Given exercise -
Repeat word for word the lines of the material below, from the line containing "Target = rear bumper" through the final line, both included.

Records of labeled points:
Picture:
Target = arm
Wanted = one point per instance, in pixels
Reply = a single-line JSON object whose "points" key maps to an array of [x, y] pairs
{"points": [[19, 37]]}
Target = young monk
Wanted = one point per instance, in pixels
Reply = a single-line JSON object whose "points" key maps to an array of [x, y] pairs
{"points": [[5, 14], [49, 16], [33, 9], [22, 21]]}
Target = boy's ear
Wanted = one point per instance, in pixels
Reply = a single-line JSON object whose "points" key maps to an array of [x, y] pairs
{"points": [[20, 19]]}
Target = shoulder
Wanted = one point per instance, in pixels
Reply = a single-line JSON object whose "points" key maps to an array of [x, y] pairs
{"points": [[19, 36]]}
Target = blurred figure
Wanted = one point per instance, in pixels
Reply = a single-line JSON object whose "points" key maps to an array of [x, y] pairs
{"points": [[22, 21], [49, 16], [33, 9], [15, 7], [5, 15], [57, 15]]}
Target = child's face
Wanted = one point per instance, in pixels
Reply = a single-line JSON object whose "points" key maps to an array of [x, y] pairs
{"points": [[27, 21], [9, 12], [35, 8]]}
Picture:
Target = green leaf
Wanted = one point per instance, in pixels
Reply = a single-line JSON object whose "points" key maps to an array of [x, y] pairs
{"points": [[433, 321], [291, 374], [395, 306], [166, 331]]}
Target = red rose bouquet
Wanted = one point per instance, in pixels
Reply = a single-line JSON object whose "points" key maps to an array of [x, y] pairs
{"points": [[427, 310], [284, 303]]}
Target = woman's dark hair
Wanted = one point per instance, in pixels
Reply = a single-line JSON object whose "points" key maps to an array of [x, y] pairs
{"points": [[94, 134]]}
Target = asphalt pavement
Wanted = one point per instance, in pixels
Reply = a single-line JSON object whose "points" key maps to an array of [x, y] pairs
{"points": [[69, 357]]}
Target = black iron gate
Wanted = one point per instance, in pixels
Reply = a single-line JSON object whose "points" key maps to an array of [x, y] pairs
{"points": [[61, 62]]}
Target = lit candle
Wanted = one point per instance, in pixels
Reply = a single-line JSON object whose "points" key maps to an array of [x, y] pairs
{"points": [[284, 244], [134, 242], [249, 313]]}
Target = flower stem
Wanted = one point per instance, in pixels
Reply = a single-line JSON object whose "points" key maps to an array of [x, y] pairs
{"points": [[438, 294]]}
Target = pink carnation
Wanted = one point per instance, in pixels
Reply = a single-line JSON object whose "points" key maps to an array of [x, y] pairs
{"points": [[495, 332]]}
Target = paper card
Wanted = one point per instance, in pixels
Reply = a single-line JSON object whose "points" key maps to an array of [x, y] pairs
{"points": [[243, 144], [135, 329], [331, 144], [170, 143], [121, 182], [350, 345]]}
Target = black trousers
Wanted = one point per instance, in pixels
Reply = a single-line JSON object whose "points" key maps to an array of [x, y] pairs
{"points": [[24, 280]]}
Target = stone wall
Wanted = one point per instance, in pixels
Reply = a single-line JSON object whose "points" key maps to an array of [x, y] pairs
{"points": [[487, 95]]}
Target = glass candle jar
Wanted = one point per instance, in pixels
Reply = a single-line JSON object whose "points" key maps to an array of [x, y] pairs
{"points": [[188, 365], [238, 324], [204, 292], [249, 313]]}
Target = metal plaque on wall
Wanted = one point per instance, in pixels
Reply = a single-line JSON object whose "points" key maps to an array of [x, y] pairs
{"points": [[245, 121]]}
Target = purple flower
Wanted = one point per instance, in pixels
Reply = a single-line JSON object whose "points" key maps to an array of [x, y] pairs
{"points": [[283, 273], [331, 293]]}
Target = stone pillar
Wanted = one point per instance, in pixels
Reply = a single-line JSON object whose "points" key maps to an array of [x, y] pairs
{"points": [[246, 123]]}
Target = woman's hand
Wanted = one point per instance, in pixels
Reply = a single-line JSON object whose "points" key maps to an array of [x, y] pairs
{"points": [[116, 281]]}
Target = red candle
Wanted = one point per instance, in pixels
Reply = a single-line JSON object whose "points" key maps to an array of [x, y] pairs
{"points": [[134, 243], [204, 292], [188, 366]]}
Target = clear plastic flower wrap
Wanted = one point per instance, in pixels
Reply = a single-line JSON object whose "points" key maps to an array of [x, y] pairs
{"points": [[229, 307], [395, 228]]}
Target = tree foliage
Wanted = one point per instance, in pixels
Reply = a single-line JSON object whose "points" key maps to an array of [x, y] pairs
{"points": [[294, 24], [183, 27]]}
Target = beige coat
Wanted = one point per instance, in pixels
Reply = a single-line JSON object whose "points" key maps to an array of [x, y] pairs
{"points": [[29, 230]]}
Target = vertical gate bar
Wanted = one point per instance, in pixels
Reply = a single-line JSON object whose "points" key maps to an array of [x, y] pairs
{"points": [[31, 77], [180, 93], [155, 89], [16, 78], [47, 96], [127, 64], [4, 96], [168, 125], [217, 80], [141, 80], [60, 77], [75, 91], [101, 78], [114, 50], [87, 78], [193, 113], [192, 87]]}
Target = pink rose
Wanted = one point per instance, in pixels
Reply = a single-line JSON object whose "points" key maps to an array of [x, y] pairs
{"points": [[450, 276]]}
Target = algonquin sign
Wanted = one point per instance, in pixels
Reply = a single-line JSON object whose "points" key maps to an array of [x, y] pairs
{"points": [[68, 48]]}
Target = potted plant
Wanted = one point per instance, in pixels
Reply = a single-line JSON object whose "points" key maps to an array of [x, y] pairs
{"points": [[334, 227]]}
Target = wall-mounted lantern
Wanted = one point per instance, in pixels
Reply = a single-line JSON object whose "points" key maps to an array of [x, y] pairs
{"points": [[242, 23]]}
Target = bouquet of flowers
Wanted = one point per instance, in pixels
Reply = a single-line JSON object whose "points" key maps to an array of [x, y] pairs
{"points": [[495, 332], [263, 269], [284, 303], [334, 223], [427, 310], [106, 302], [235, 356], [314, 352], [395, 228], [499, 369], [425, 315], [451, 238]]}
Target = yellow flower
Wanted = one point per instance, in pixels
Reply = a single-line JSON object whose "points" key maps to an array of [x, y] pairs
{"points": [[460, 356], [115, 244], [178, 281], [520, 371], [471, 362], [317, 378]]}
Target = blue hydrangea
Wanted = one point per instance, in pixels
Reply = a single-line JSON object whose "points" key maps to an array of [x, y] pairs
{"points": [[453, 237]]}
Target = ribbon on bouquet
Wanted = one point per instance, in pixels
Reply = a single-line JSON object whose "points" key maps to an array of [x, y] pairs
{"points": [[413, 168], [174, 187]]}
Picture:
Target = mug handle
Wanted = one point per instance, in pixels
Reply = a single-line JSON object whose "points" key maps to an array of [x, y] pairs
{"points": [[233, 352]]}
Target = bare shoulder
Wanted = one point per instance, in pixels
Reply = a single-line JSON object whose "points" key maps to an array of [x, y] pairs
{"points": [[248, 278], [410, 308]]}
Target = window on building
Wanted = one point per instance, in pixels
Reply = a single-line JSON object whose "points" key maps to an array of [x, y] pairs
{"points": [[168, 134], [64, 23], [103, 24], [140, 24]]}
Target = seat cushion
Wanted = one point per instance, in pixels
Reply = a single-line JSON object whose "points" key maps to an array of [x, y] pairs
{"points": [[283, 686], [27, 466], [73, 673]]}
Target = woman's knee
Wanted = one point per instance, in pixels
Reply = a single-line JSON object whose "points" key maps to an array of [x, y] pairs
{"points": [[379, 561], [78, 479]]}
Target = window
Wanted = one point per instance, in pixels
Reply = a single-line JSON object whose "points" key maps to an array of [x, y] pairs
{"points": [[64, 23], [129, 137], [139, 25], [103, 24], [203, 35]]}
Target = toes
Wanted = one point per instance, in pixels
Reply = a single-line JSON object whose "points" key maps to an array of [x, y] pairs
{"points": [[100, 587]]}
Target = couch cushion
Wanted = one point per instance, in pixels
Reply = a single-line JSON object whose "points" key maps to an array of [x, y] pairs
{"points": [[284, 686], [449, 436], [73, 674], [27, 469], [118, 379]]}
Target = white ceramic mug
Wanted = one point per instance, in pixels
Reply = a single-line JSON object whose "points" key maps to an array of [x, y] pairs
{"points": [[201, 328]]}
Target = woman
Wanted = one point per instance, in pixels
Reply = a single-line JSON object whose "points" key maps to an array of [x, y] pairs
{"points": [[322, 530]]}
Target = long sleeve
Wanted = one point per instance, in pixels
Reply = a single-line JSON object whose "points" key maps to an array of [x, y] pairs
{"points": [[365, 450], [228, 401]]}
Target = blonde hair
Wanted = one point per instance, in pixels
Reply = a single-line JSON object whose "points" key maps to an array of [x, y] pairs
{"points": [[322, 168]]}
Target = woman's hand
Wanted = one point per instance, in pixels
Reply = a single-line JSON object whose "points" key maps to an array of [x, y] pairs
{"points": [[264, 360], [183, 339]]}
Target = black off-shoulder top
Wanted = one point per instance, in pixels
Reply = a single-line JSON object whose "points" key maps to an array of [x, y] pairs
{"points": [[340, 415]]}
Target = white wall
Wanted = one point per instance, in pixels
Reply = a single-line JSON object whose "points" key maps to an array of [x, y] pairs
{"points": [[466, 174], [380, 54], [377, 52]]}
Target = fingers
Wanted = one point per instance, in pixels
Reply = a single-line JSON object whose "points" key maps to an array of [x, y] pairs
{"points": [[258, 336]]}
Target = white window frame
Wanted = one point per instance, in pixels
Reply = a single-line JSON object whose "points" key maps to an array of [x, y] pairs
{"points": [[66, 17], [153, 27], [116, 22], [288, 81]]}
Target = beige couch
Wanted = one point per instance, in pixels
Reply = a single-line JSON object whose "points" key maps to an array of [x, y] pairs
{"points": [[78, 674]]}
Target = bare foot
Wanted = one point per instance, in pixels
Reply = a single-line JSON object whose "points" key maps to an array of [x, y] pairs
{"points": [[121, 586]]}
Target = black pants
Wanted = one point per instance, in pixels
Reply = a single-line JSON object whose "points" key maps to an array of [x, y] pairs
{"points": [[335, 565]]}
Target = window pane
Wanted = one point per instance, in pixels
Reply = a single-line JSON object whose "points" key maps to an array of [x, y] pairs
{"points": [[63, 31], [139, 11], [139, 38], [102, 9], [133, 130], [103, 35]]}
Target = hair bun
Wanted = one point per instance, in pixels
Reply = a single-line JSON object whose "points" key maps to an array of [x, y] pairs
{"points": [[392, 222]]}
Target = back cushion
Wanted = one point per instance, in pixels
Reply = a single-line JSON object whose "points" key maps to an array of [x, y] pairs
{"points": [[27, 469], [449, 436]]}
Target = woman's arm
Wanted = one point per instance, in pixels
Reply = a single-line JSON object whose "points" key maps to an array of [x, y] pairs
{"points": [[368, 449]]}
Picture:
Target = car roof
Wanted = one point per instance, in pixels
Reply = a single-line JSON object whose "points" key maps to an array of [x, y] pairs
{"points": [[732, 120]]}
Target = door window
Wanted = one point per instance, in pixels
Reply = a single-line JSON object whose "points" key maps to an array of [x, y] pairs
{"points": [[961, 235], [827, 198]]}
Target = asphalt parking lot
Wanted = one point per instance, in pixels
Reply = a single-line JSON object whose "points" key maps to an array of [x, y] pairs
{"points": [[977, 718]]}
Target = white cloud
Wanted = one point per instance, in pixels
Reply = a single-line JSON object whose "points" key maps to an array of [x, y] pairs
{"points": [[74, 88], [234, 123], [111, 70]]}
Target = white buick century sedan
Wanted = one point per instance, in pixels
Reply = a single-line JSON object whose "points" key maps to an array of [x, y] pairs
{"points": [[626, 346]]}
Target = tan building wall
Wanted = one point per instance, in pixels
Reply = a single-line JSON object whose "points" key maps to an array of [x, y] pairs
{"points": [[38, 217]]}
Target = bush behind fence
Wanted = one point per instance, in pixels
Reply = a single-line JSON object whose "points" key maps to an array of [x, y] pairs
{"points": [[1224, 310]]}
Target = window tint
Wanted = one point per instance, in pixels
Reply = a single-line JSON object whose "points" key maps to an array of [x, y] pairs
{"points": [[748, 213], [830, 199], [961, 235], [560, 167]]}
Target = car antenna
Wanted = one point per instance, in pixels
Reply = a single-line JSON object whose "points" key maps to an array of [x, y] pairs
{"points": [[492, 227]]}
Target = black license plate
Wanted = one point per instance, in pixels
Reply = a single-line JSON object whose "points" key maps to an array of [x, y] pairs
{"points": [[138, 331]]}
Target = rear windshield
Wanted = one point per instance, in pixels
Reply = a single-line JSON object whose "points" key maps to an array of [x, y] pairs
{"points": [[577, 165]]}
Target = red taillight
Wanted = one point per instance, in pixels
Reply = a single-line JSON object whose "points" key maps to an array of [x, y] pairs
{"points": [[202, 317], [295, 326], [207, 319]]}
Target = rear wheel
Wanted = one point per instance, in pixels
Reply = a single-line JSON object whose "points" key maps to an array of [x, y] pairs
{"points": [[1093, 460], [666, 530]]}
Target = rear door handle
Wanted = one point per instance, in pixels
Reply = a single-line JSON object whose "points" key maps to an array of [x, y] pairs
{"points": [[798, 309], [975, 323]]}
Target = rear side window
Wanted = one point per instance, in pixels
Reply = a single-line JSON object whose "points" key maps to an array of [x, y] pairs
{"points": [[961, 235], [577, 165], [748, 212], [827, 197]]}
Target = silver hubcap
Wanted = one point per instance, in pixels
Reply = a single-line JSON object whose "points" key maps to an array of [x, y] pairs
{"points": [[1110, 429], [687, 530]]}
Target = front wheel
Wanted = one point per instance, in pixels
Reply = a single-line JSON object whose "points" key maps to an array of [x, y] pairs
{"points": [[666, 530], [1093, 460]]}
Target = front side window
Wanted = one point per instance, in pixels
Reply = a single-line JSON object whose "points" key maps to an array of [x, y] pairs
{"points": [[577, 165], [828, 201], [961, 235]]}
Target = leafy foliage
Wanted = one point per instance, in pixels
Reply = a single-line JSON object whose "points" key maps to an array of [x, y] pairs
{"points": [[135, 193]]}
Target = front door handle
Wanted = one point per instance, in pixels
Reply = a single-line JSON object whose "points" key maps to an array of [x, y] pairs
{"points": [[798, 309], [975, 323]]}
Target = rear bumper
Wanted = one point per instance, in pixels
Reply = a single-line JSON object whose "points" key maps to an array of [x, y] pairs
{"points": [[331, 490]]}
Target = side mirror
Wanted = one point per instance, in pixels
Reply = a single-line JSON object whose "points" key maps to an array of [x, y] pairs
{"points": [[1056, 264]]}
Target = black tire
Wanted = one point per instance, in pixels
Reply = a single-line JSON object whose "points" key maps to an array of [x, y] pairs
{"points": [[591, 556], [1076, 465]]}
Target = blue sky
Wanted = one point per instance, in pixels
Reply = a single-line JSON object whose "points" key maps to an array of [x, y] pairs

Exercise response -
Target = rear bumper
Wanted = one point per instance, in pixels
Reply = a single-line JSON object whose "points" key maps to an array of [x, y] pairs
{"points": [[331, 490]]}
Target = side mirror
Wanted = one point per instance, in pixels
Reply = a single-line JSON object whose "points" key maps to an array of [x, y] pairs
{"points": [[1056, 264]]}
Target = black tire
Wanted = one point per instance, in pixels
Reply = a single-line JSON object whose "points" key maps to an array of [x, y] pairs
{"points": [[591, 556], [1076, 465]]}
Target = blue sky
Wanted = one point per instance, in pixels
Reply = a single-line JSON object whose "points" key maps to an array of [x, y] pairs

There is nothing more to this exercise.